▶ **Task prompt**
Without the pictures, reproduce the entries below exactly.

▶ **Data records**

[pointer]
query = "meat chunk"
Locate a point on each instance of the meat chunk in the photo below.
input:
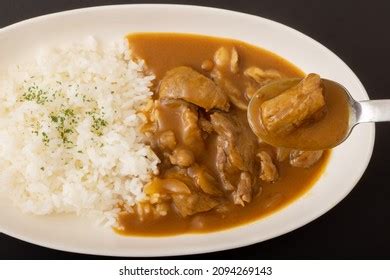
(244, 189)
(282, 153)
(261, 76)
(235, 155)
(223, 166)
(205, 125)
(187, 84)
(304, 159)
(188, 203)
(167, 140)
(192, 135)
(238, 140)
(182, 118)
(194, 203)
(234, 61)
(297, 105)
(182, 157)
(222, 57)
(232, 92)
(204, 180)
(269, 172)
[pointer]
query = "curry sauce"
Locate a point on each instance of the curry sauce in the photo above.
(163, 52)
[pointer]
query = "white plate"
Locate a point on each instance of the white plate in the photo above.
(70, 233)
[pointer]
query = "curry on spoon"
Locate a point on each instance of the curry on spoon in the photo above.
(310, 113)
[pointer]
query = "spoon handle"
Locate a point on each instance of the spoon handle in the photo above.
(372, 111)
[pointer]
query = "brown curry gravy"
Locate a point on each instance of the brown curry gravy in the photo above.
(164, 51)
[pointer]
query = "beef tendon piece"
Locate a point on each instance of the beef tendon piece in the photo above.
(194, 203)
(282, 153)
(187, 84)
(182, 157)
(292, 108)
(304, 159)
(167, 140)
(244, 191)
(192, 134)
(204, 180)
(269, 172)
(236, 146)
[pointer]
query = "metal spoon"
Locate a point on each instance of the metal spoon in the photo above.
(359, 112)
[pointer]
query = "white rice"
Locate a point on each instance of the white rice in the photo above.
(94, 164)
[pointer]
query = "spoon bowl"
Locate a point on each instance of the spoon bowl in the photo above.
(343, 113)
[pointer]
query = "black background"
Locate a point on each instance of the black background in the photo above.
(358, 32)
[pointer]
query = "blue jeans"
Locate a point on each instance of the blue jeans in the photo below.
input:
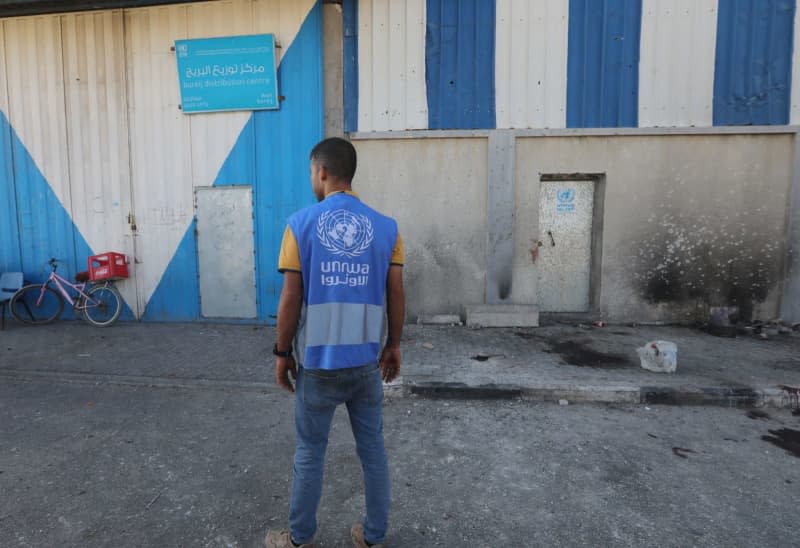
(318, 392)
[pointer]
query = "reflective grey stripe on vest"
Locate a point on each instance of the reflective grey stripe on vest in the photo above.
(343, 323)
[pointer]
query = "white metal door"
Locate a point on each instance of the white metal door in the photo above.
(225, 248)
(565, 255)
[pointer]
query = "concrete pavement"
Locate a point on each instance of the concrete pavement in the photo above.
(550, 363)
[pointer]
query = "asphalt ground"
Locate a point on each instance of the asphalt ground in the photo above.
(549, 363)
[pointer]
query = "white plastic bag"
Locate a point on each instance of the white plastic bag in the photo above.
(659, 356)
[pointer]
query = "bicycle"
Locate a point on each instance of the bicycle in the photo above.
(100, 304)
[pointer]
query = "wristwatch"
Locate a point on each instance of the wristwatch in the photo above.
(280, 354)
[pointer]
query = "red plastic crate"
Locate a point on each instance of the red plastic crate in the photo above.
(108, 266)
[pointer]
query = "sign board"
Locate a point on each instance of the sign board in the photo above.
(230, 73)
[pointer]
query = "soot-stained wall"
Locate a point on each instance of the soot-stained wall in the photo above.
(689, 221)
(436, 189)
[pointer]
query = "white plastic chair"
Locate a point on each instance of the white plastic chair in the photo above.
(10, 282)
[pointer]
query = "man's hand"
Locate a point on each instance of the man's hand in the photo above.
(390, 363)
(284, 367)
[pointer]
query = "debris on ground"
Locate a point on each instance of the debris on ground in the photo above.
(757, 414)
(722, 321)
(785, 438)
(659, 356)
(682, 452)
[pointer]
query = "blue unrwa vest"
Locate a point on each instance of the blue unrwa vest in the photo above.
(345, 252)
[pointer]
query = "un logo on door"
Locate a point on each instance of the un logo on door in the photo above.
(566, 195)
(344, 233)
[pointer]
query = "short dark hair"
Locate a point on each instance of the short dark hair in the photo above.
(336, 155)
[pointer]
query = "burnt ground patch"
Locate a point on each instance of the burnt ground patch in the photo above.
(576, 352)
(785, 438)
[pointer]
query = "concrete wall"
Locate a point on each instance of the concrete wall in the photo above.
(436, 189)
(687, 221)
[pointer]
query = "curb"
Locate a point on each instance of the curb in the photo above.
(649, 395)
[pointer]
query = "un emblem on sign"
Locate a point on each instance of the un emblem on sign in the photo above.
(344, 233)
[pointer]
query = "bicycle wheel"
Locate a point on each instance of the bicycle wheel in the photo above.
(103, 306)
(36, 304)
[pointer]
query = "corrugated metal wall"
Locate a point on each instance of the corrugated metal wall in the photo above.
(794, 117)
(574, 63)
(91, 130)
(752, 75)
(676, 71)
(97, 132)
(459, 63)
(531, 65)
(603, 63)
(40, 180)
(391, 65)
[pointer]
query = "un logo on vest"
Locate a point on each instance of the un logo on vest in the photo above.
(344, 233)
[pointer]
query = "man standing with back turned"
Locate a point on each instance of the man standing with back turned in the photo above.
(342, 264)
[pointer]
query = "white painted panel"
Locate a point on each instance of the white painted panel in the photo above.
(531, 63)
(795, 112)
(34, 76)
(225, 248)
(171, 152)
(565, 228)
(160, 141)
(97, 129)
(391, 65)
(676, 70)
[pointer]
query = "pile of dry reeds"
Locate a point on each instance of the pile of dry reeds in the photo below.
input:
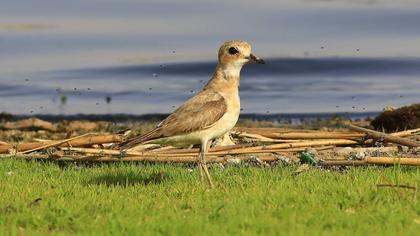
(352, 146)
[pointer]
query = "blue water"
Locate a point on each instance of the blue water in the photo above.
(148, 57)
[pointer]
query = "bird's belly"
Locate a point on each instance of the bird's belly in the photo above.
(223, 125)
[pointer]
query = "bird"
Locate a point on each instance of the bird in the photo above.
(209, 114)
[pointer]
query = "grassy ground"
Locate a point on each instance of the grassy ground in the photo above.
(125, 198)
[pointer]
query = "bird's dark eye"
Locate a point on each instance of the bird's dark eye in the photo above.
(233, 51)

▶ **Exercise solution**
[pointer]
query = "meat chunk"
Locate a point on each instance of the meat chunk in the photo below.
input:
(244, 189)
(282, 153)
(261, 76)
(235, 155)
(223, 166)
(205, 125)
(187, 84)
(304, 159)
(188, 203)
(167, 140)
(192, 135)
(238, 140)
(182, 118)
(194, 203)
(234, 61)
(297, 105)
(182, 157)
(222, 57)
(232, 92)
(204, 180)
(269, 172)
[pointer]
query = "curry sauce"
Locate a point on each instance of the curry sauce in the photo above.
(163, 52)
[pointer]
query = "white plate"
Locate a point on each instance of the white plate in the photo above.
(70, 233)
[pointer]
query = "curry on spoon"
Locate a point on each instance of the curry on spoon in the photo above.
(310, 113)
[pointer]
query = "spoon handle"
Locate a point on each instance of the spoon handle in the photo above.
(372, 111)
[pointer]
query = "brown curry gravy"
Locate a point on each instance of the brown curry gravy in the photo above.
(164, 51)
[pointer]
query = "beef tendon piece"
Locate a point on each instance of the beef tendon piece in the photo above.
(194, 203)
(282, 153)
(187, 84)
(182, 157)
(292, 108)
(304, 159)
(167, 140)
(244, 191)
(192, 134)
(204, 180)
(269, 172)
(236, 146)
[pointer]
query = "metal spoon"
Locate a point on each instance of the metal spoon in the photo above.
(359, 112)
[pointer]
query = "white rice"
Locate a point on each instance of the white rice in the photo above.
(94, 164)
[pointer]
query = "spoon bowl"
Locate a point on each instance of the spoon bowl in the photo above.
(343, 113)
[pointer]
query = "black background"
Locate a point on each instance of the black background in the photo above.
(358, 32)
[pointer]
query = "blue jeans"
Locate a point on each instance of the blue jeans in the photo below.
input:
(318, 392)
[pointer]
query = "reflective grey stripe on vest"
Locate a point on each instance of the reflective grey stripe on vest in the photo above.
(343, 323)
[pointer]
query = "white metal door"
Locate a point on each instance of the white metal door in the photo above.
(225, 248)
(565, 255)
[pointer]
query = "concrete pavement"
Locate a point on each instance of the concrete pavement in the photo above.
(550, 363)
[pointer]
query = "asphalt ground"
Locate a point on each instance of the asphalt ground in the photo above.
(549, 363)
[pointer]
query = "white plastic bag"
Locate a point on each instance of the white plastic bag in the photo above.
(659, 356)
[pointer]
query = "bicycle"
Locate a point on each instance of the bicycle in the photo above.
(100, 304)
[pointer]
query = "wristwatch"
Locate a point on each instance of the wristwatch in the photo above.
(280, 354)
[pointer]
query = "red plastic crate"
Locate a point on each instance of the red plastic crate in the photo above.
(108, 266)
[pointer]
query = "sign board"
Locate a point on each instance of the sign board in the photo above.
(230, 73)
[pointer]
query = "soot-stained wall"
Locate a point on each instance of the soot-stained wall in the photo above.
(689, 221)
(436, 189)
[pointer]
query = "white plastic chair"
Locate a point on each instance of the white plastic chair in the photo above.
(10, 282)
[pointer]
query = "man's hand"
Locate a point on each instance of the man's hand in the photo above.
(390, 363)
(284, 367)
[pointer]
query = "debris on ground"
Locate a point on each instance of the debris on ground in the photo above.
(757, 414)
(722, 321)
(785, 438)
(659, 356)
(682, 452)
[pointer]
query = "blue unrwa vest"
Locate a point on each instance of the blue unrwa vest in the photo above.
(345, 252)
[pointer]
query = "un logo on door"
Locate a point on each instance of the un logo on door in the photo above.
(566, 195)
(344, 233)
[pointer]
query = "short dark hair"
Locate a point on each instance of the short dark hair in the photo above.
(336, 155)
[pointer]
query = "burnt ground patch"
Locate a point on each instance of the burnt ground patch in the photo above.
(576, 352)
(785, 438)
[pointer]
query = "concrete wall"
Locate a point on each instance of the concrete wall in the photo above.
(436, 189)
(687, 221)
[pointer]
query = "curb"
Locate a point on each instance of the curb in the photo above.
(649, 395)
[pointer]
query = "un emblem on sign"
Locate a point on each instance of the un emblem on sign in the photo above.
(344, 233)
[pointer]
query = "bicycle wheel"
Locate a point on each instance of the bicycle wheel in the photo above.
(103, 306)
(36, 304)
[pointer]
query = "corrugated metal wall"
Locate a point on each instance of the corrugated metal wall in the photo above.
(794, 117)
(574, 63)
(91, 130)
(752, 75)
(676, 71)
(97, 132)
(459, 63)
(531, 65)
(603, 63)
(40, 180)
(391, 65)
[pointer]
query = "un logo on vest"
Locate a point on each instance of the un logo on vest in the photo above.
(344, 233)
[pointer]
query = "man standing with back turned"
Locate a point on each instance of the man standing with back turned in the photo above.
(342, 264)
[pointer]
query = "white painted panel"
Locate a point on each instance of the white painted panel in the photo above.
(531, 63)
(795, 112)
(34, 76)
(225, 248)
(171, 152)
(565, 228)
(160, 141)
(97, 129)
(391, 65)
(676, 70)
[pointer]
query = "pile of dry reeds"
Locate a point on each instance of the pile of dry reeds in the photo below.
input:
(352, 146)
[pointer]
query = "blue water"
Locate a point on each instance of the blue water in the photo above.
(148, 57)
[pointer]
query = "bird's belly"
Locate a point on each instance of the bird's belly in the photo above.
(223, 125)
[pointer]
query = "bird"
Locate a point on each instance of the bird in the photo above.
(209, 114)
[pointer]
query = "grassy ground"
Locate a point on each instance of the grassy ground in the photo above.
(125, 198)
[pointer]
query = "bird's dark eye"
Locate a point on each instance of the bird's dark eye in the photo above.
(233, 51)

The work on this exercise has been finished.